• _Task instructions_
Scan the records below for the line containing "point per instance: child's face" and the line containing "point per instance: shirt". Copy both, plus every line between, exactly.

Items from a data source
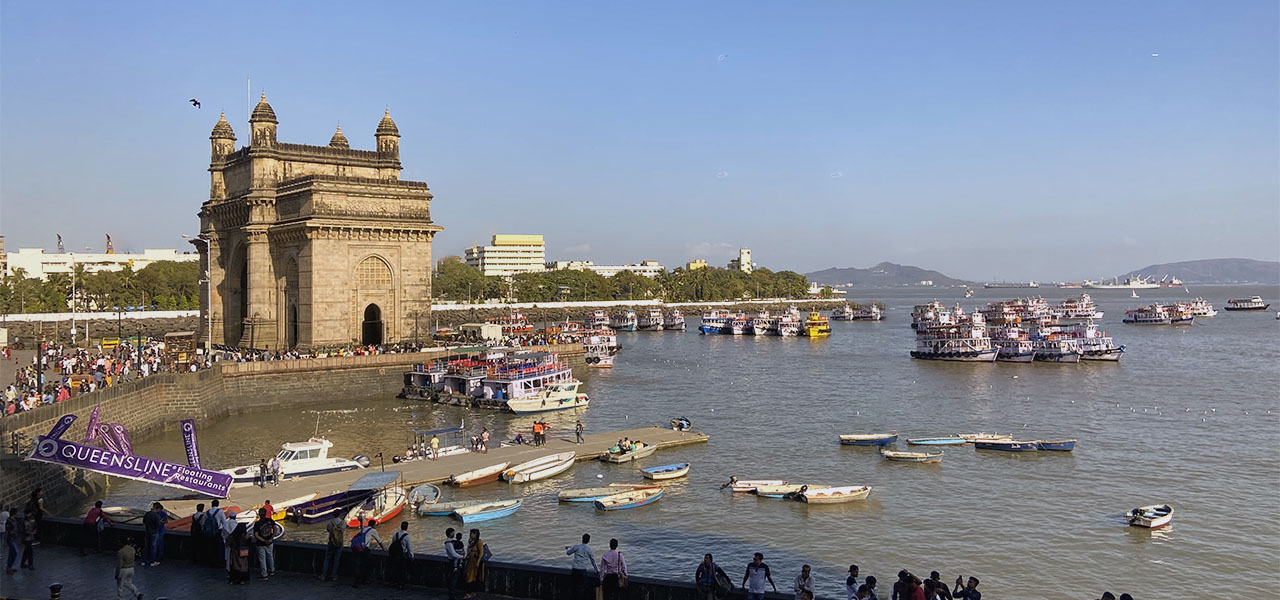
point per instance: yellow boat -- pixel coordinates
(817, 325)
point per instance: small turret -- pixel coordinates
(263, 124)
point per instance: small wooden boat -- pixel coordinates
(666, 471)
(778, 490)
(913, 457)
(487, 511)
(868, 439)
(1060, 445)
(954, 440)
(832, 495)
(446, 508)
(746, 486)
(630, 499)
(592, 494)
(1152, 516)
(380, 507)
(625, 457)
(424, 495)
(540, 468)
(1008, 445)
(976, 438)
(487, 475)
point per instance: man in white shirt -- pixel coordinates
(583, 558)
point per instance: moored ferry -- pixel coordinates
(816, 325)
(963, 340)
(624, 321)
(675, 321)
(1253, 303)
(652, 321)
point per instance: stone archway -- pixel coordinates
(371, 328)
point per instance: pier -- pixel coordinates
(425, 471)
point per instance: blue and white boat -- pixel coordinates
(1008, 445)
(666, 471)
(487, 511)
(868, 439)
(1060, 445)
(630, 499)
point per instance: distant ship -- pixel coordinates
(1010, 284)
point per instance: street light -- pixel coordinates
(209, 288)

* * *

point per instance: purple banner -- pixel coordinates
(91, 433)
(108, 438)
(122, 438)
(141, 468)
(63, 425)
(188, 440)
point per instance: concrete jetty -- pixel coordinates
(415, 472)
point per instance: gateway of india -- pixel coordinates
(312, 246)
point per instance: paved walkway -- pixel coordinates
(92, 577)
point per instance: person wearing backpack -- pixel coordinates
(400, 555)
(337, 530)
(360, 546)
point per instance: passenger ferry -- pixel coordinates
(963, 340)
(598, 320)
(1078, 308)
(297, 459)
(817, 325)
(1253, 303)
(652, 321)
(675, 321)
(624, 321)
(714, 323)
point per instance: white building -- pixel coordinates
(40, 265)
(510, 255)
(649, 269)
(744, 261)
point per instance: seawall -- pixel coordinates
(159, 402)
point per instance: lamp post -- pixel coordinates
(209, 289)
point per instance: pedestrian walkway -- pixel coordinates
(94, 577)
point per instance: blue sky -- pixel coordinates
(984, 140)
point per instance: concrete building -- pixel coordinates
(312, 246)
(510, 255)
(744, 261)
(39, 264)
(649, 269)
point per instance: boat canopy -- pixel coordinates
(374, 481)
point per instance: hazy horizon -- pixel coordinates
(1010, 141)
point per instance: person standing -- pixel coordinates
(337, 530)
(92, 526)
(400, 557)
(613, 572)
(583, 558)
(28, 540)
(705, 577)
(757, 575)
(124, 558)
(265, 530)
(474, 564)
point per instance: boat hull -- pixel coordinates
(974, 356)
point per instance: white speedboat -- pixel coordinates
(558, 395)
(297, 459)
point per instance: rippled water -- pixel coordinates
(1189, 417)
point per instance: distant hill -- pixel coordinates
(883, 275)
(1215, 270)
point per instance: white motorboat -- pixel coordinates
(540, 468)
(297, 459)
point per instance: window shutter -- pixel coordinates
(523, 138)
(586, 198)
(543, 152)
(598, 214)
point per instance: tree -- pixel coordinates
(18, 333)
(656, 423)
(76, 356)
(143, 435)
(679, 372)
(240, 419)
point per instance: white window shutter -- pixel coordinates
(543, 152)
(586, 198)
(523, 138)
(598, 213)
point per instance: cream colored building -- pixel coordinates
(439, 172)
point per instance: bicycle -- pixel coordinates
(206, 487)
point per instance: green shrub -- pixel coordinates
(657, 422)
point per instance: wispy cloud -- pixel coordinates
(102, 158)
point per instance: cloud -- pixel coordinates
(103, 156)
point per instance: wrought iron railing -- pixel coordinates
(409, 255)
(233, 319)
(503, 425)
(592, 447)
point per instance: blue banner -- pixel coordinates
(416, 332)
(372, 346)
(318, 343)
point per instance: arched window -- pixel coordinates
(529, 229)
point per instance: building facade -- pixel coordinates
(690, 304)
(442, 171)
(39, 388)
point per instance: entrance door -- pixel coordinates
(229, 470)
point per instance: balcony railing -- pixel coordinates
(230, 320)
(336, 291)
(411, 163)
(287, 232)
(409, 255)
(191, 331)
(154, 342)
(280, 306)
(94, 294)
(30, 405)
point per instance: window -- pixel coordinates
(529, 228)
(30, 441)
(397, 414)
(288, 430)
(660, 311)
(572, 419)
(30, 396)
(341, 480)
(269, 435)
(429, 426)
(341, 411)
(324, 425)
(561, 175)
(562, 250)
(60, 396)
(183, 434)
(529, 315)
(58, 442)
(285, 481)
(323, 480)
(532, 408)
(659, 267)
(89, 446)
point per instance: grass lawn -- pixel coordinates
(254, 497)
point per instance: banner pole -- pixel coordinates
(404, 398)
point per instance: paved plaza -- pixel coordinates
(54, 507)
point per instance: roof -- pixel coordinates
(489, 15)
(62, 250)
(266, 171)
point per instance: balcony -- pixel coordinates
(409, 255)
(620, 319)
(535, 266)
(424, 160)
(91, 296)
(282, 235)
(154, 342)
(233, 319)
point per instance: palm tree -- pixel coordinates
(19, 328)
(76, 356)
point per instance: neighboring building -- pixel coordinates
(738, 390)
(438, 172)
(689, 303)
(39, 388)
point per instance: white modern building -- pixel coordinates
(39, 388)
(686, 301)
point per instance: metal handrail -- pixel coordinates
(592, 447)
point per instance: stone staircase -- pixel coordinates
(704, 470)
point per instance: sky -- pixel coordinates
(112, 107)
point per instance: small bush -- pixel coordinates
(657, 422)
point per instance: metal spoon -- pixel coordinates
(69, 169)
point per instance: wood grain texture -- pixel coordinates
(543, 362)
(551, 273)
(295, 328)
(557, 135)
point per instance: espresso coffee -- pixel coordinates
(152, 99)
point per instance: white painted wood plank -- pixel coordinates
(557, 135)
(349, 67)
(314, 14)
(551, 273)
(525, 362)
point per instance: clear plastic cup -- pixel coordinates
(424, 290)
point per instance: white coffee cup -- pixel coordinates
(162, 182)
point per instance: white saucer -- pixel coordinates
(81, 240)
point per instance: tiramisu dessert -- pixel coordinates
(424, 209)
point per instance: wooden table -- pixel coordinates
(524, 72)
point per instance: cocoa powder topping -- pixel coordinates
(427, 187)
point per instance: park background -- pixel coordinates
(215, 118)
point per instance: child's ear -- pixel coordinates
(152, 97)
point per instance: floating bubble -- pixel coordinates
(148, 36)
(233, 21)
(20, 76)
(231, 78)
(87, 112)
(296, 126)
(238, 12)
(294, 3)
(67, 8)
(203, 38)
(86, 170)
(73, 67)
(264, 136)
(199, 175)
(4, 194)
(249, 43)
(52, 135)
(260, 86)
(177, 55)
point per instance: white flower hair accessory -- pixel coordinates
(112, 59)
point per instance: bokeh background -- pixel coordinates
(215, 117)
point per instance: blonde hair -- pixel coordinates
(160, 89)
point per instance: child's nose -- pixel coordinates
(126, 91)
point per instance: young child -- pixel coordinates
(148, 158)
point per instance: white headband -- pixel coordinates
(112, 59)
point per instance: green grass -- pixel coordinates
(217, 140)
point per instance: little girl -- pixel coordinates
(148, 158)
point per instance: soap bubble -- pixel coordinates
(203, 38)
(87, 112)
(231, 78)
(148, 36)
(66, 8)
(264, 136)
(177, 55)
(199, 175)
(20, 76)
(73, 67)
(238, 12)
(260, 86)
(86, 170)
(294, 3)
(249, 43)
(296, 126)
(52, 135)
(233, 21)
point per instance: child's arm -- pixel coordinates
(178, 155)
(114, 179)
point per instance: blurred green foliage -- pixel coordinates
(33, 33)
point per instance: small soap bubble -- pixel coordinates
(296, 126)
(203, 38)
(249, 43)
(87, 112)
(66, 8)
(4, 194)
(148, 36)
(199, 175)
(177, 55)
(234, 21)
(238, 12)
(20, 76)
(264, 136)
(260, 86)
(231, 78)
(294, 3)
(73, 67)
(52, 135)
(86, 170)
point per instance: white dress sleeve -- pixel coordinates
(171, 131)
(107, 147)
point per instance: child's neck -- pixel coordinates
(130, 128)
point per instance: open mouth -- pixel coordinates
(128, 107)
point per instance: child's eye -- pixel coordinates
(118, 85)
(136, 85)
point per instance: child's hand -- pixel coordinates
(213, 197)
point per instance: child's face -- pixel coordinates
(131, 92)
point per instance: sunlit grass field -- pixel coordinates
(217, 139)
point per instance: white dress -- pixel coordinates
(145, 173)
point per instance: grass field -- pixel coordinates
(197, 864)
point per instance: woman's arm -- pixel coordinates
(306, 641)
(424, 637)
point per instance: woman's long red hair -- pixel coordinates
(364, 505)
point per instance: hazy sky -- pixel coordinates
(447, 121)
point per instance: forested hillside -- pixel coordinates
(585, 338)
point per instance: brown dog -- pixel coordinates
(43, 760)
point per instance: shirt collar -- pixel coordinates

---

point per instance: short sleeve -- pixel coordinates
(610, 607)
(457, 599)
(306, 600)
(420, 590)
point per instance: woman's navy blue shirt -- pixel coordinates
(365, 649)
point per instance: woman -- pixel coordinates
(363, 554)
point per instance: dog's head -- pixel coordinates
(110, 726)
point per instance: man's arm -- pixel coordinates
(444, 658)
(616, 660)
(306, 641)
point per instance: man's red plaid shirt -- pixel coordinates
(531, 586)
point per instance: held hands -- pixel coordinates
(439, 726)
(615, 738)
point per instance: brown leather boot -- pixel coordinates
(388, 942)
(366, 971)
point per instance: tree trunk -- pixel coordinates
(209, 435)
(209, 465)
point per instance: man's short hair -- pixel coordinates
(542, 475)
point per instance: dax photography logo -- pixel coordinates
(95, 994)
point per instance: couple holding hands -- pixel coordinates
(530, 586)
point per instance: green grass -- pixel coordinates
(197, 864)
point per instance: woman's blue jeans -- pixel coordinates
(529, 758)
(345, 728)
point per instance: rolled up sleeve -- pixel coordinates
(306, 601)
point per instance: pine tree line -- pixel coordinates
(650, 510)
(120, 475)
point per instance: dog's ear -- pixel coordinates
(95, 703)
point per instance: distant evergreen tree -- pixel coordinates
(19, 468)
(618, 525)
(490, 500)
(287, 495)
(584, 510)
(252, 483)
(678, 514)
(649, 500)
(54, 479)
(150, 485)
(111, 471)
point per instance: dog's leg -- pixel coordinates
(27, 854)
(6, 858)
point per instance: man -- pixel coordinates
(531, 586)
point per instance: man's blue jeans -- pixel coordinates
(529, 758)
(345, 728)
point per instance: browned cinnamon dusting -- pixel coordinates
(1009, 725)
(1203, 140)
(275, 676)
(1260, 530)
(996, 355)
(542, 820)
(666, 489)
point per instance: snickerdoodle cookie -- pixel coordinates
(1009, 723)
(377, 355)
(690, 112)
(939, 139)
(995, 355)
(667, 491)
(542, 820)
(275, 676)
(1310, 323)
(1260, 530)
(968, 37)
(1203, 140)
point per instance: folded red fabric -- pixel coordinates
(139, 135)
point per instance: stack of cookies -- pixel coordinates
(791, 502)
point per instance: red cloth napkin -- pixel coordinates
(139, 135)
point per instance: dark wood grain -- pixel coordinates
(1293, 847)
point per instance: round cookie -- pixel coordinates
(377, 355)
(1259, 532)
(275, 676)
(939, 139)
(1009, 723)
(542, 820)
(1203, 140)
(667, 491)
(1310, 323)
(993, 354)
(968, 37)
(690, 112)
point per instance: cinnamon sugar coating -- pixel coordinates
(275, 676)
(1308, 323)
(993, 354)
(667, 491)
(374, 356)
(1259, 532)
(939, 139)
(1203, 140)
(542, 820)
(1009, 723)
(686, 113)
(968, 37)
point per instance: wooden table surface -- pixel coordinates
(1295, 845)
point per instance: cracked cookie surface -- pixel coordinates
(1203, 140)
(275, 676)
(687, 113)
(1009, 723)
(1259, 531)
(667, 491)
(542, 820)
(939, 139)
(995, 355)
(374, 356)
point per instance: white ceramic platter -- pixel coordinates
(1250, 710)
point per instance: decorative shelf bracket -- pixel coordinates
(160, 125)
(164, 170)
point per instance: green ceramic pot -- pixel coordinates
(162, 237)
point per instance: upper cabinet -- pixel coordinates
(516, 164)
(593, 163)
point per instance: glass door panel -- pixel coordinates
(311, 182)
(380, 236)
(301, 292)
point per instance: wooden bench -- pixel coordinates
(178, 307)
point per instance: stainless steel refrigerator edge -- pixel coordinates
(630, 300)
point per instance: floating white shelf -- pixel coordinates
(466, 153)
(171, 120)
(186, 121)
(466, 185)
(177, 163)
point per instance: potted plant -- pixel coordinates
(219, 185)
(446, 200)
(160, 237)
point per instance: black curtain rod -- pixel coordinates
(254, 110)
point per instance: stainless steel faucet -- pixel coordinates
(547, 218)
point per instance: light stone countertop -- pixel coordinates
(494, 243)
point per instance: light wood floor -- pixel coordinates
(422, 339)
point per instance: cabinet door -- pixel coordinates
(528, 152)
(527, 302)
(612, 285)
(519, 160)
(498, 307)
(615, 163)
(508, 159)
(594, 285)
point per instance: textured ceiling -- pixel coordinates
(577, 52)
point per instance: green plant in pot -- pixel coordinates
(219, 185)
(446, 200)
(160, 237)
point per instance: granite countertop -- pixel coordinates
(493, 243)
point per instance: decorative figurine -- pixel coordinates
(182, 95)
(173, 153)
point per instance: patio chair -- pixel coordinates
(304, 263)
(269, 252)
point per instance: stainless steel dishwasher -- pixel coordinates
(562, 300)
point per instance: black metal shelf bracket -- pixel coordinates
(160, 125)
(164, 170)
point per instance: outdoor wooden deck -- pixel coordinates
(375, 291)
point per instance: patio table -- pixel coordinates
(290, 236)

• _Expected output_
point per instance: child's face -- pixel coordinates
(131, 92)
point per instance: sunlit grass field -- pixel coordinates
(217, 139)
point per instance: white dress -- pixel coordinates
(145, 173)
point per instance: grass field -- pixel coordinates
(197, 864)
point per instance: woman's arm -- pixel coordinates
(306, 641)
(424, 637)
point per instance: woman's long red hair -- pixel coordinates
(364, 505)
point per instance: hazy sky -- pixel coordinates
(447, 121)
point per instance: forested hillside -- pixel coordinates
(585, 338)
point per instance: brown dog -- pixel coordinates
(43, 760)
point per instance: shirt collar -- pixel coordinates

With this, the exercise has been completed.